* **Ejercicio**
Por favor, transcribe al pie de la letra el fragmento sobre el documental del cadáver de Eva Perón, desde "Durante un año" hasta "de la Evitamanía.".

* **Fragmento del texto**
┄┄┄┄┄┄

La suerte empezó en Londres, una tarde de octubre de 1995, cuando con
Ana de Skalon logramos venderle a Channel Four la idea de producir un documental
que reconstruyera, con la fuerza y la intriga de un thriller, la verdadera historia
del cadáver embalsamado de Eva Perón. De regreso a nuestra casa
en Hither Green, pasamos por una tienda de vinos, para comprar algo bueno con
qué brindar y descubrimos, en los estantes, un cartel que no habíamos
visto en anteriores visitas. Decía simplemente: "Life after death. Register
now" (Vida después de la muerte. Anótese ahora).
Ninguno de los empleados de la vinería supo explicarnos cómo había
aparecido allí, relampagueante, justo al lado del Chateu nef du Pape
que pretendíamos llevarnos. Era un hecho notable y bastante inquietante:
"Vida después de la muerte" era el título provisorio que habíamos
dejado, previamente "registrado" o "anotado", en la oficina de producción
del canal.
La suerte siguió cuando fuimos a Buenos Aires y ese fino cineasta que
es Tristán Bauer aceptó dirigir lo que, desde el comienzo, se
presentaba como un docu-drama: una historia absolutamente cierta, con documentos
inéditos, pero que incluyera minuciosas y artísticas recreaciones
sobre hechos históricos como la irrupción de la Infantería
de Marina en la CGT.
Durante un año y medio estuvimos investigando, entrevistando a cientos
de testigos y recolectando material fotográfico y fílmico, muchas
veces en abierta competencia con numerosas tripulaciones del Primer Mundo que
habían desembarcado en Buenos Aires al calor de la Evitamanía.
Perseguido por el rigor perfeccionista de Ana de Skalon, que se formó
en la producción televisiva y cinematográfica con los implacables
ingleses, tuve que hacer seis versiones distintas del guión que también
se iba enriqueciendo con los aportes de una investigación en la que me
ayudaba Sofía Serbin y otros valiosos compañeros. Hubo frustraciones
y triunfos.
La derrota más grande fue la muerte de Hernán Benítez,
el confesor de Evita, con quien había anudado un diálogo de extraordinaria
franqueza. Un diálogo que por delicadeza no quise entorpecer con cámaras
ni grabadores, sin evaluar que ese hombre de apariencia tan vital tenía
89 años y podía irse en cualquier momento, antes de que fijáramos
una cita para grabar. Por suerte, algunas de sus revelaciones fueron tan fuertes,
tan coloridas, tan entrañables, que se me quedaron en la memoria sin
necesidad de un intermediario electrónico.

┄┄┄┄┄┄

* **Filas**
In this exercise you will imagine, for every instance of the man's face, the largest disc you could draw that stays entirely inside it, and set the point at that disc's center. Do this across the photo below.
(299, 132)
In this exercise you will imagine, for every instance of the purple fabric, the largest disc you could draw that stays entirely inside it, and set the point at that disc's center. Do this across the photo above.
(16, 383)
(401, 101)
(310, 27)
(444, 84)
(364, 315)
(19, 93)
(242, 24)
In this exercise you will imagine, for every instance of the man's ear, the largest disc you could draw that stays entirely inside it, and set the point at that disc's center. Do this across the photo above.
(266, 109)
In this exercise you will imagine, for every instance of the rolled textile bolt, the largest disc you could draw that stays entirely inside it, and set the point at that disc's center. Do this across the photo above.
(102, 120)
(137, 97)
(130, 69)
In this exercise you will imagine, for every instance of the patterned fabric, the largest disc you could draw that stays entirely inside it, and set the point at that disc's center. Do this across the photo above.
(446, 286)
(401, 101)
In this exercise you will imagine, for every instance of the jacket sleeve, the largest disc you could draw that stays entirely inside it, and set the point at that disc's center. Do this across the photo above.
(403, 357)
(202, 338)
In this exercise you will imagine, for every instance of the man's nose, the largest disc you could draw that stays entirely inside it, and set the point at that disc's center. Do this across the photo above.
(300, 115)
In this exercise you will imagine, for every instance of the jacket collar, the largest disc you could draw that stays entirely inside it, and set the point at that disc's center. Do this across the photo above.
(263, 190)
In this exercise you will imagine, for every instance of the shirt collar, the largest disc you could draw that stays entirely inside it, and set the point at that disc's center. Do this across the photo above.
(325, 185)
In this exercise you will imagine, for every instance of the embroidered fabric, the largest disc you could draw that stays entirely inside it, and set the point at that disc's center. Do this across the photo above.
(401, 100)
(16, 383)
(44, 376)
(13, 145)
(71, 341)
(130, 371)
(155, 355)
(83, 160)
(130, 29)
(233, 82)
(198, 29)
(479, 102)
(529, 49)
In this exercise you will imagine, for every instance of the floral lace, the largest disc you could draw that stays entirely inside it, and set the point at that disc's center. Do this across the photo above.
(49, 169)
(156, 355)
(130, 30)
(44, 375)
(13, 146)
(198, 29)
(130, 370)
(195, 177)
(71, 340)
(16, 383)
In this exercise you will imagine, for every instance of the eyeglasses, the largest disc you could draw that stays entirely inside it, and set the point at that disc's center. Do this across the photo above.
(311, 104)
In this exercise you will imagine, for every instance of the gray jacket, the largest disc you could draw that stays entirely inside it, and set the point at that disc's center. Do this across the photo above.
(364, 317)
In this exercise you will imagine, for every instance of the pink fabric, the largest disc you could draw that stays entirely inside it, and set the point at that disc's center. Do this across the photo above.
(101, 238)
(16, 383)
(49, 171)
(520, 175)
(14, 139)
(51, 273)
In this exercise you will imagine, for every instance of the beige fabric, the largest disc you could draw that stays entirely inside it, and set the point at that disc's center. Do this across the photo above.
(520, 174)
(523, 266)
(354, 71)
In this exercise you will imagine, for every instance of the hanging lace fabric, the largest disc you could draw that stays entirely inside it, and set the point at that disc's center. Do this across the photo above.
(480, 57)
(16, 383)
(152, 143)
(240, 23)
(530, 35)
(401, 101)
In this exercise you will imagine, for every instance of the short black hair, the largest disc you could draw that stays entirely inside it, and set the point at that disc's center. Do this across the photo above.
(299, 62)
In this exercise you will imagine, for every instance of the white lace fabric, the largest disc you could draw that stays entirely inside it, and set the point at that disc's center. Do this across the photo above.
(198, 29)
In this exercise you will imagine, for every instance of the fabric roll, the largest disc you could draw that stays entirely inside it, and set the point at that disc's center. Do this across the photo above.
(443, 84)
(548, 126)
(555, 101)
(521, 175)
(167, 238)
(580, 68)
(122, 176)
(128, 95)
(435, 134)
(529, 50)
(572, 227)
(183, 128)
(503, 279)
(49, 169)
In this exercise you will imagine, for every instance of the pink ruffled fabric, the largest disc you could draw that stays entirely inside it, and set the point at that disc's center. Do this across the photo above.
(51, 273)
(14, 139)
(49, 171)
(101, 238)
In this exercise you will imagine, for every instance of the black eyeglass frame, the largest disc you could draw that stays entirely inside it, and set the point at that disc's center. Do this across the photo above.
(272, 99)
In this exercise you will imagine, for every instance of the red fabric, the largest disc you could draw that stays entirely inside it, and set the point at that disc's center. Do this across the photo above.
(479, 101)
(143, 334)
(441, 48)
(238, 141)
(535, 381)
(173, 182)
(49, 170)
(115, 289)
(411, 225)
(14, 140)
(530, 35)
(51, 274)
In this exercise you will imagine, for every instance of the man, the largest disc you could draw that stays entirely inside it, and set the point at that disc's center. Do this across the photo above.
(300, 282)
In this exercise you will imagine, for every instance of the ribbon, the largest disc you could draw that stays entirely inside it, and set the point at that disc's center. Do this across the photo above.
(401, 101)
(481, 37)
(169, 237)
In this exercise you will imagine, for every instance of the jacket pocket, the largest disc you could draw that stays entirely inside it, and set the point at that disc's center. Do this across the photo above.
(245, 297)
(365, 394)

┄┄┄┄┄┄

* **Respuesta**
Durante un año y medio estuvimos investigando, entrevistando a cientos
de testigos y recolectando material fotográfico y fílmico, muchas
veces en abierta competencia con numerosas tripulaciones del Primer Mundo que
habían desembarcado en Buenos Aires al calor de la Evitamanía.